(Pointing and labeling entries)
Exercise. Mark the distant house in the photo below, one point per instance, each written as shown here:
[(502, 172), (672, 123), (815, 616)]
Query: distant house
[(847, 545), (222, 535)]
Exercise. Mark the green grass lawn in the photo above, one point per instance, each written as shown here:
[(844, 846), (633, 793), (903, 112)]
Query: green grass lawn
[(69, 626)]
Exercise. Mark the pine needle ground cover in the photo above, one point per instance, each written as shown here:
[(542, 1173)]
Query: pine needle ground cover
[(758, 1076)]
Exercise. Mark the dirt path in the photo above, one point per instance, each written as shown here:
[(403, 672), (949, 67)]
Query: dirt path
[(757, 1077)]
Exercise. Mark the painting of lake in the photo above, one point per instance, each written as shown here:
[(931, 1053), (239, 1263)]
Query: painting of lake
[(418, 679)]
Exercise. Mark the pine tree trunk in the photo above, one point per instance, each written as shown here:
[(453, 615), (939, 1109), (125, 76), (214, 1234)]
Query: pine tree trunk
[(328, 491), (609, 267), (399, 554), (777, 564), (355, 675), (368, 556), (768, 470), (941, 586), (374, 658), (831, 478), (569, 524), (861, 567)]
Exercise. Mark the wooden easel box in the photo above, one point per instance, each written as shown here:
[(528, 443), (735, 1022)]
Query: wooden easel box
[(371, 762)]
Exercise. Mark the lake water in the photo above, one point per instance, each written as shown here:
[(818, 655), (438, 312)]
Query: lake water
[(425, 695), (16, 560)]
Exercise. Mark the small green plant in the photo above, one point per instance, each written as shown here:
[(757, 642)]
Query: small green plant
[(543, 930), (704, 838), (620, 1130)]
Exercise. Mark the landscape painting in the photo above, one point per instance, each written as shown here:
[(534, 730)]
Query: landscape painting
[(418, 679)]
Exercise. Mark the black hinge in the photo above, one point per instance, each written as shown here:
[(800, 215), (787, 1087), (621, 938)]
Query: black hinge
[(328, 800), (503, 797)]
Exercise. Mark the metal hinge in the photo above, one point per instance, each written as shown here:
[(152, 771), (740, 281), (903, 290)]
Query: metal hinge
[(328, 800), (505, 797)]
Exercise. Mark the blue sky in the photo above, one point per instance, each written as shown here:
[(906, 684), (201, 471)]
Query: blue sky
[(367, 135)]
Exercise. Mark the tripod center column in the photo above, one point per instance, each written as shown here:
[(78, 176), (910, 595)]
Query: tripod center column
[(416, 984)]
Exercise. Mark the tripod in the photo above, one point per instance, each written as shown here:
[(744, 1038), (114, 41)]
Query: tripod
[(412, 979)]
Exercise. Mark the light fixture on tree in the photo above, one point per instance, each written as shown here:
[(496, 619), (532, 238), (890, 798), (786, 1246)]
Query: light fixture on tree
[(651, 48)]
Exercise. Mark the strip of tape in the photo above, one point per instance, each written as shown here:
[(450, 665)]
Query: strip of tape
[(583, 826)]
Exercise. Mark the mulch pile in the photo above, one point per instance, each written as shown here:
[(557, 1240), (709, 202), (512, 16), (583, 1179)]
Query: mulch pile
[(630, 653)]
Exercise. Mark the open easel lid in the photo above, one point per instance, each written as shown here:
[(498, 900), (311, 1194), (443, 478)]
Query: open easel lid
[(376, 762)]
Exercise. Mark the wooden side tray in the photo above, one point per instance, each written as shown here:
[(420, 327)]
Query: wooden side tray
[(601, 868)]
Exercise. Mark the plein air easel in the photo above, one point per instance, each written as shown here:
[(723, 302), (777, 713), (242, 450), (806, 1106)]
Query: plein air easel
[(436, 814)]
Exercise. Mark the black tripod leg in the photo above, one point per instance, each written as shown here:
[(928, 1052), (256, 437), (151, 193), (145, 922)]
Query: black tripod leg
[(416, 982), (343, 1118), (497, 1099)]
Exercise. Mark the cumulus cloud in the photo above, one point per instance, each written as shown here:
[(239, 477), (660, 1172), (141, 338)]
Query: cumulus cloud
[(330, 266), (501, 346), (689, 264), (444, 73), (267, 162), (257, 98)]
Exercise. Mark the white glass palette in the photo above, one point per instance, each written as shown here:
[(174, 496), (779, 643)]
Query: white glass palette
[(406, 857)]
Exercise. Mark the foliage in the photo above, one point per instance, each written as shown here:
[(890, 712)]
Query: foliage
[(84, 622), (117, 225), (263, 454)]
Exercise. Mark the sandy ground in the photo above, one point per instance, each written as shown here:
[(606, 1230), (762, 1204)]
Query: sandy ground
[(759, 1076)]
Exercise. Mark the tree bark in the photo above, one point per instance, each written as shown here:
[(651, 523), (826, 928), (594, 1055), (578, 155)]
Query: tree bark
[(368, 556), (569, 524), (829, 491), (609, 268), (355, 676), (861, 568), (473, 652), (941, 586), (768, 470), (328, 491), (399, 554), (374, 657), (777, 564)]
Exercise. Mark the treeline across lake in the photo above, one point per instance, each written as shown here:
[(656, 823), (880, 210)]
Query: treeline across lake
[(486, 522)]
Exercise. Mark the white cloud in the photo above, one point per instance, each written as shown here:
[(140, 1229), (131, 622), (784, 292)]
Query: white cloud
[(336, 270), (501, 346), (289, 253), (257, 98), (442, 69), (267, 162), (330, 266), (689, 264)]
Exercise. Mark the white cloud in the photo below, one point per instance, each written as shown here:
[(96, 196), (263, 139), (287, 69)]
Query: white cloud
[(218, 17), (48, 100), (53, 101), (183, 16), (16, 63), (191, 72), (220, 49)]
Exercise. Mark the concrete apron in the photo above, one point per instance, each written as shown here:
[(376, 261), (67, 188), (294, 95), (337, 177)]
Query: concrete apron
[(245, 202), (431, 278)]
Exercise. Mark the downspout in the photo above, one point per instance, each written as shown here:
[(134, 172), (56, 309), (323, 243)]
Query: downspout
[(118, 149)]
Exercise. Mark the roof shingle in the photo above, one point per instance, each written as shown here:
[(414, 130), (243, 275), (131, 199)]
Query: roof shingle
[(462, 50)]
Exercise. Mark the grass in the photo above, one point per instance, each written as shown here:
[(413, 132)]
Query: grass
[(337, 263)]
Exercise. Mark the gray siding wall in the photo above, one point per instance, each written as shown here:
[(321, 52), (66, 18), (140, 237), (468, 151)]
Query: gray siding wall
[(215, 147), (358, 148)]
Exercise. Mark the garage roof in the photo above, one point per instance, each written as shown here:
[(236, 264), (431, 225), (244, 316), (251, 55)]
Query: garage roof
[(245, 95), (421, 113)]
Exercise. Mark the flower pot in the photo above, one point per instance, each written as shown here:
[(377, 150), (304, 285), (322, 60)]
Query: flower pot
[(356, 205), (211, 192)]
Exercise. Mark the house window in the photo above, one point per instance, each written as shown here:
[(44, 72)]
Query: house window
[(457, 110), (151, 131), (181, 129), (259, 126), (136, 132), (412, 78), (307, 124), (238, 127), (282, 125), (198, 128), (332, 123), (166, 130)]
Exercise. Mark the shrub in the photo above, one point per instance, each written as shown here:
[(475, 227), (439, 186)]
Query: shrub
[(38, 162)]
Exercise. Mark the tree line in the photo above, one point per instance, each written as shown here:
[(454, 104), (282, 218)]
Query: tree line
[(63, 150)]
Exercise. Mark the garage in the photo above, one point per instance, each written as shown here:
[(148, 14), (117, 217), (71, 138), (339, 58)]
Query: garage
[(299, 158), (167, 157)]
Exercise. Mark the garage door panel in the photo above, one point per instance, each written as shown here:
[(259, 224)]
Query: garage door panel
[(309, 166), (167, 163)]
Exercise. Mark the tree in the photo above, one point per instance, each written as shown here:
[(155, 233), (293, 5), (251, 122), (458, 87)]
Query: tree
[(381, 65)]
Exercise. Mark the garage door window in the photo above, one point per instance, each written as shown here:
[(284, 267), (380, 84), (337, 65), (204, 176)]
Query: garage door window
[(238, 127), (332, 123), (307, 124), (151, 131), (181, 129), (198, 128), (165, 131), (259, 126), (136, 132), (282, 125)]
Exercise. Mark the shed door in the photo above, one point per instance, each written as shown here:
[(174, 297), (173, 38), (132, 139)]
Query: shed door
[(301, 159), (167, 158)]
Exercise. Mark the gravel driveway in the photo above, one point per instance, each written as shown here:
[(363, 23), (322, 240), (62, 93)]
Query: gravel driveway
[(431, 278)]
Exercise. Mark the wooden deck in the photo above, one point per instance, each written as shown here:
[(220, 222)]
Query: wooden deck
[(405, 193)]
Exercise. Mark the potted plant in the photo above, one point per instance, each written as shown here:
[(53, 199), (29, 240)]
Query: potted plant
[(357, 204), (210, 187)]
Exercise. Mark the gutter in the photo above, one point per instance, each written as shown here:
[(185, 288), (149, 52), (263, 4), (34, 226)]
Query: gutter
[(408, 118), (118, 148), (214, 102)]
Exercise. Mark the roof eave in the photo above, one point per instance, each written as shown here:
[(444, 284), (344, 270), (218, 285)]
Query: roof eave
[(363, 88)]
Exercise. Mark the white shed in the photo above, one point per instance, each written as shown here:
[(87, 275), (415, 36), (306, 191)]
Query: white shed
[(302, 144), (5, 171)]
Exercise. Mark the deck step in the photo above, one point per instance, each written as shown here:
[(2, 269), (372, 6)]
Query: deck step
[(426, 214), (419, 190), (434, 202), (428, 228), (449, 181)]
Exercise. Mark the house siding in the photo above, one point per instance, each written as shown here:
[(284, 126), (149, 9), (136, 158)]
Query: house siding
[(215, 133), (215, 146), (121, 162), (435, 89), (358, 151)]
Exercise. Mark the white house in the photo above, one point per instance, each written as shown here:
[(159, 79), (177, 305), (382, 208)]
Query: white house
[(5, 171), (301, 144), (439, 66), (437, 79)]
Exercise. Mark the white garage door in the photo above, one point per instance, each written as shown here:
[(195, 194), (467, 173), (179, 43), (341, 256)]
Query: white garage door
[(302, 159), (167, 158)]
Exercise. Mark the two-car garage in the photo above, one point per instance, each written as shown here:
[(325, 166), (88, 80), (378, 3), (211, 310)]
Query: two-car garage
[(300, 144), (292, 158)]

• **EXERCISE**
Copy the lines starting at the one that contains "Exercise. Mark the garage door window" and ending at the one that contains "[(426, 214), (419, 190), (434, 202), (428, 228), (449, 181)]", both included, without any changes.

• **WRITTEN REPLY**
Exercise. Mark the garage door window in the photo above, one point per instance, each written as shown here:
[(284, 267), (380, 84), (337, 65), (204, 176)]
Query: garage door window
[(238, 127), (332, 123), (307, 124), (151, 131), (181, 129), (198, 128), (165, 131), (259, 126), (136, 132), (282, 125)]
Exercise. Mark the shed door in the photo above, one point per instance, each written as shown here:
[(174, 297), (173, 38), (132, 139)]
Query: shed door
[(301, 159), (167, 158)]
Exercise. Mark the gravel driveway in the photo above, one point per instance, each written as shown here:
[(363, 23), (322, 240), (62, 93)]
Query: gravel driveway
[(431, 278)]
Exercise. Mark the wooden deck in the photo above, one point per instance, each written as shown here:
[(220, 222)]
Query: wooden deck
[(405, 193)]
Exercise. Mark the potted plant in the photo above, one point per instance, each written as shown here:
[(53, 199), (29, 240)]
Query: potted plant
[(357, 204), (210, 187)]
Exercise. Mark the gutter in the photo above, one point per instance, each written as shown here:
[(185, 288), (149, 52), (263, 4), (34, 226)]
Query: gutter
[(408, 118), (118, 148), (214, 102)]
Exercise. Mark the roof eave in the photo above, one point per instance, each written as shown here:
[(444, 284), (344, 270), (218, 285)]
Query: roof eave
[(363, 88)]
Exercise. Mark the white shed in the photo above, one point per instance, each written as shown here:
[(87, 275), (415, 36), (306, 191)]
Query: white shed
[(302, 144), (5, 171)]
Exercise. Mark the deck step in the photo above, one point per instance, each written as shown here:
[(2, 269), (372, 6)]
Query: deck step
[(426, 214), (419, 190), (434, 202), (428, 228), (449, 181)]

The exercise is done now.